::: MATERIAL SHOWN

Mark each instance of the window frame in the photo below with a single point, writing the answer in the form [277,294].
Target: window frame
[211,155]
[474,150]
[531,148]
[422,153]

::::::

**EXERCISE BRIEF**
Copy out every line of the entries above, raising each coordinate value in the answers by 107. Leave all other numbers and text unchanged.

**FULL ANSWER**
Mark each instance of the window frame in the photo below with a single point, writing the answer in the form [277,294].
Target: window frame
[318,262]
[581,257]
[638,255]
[529,260]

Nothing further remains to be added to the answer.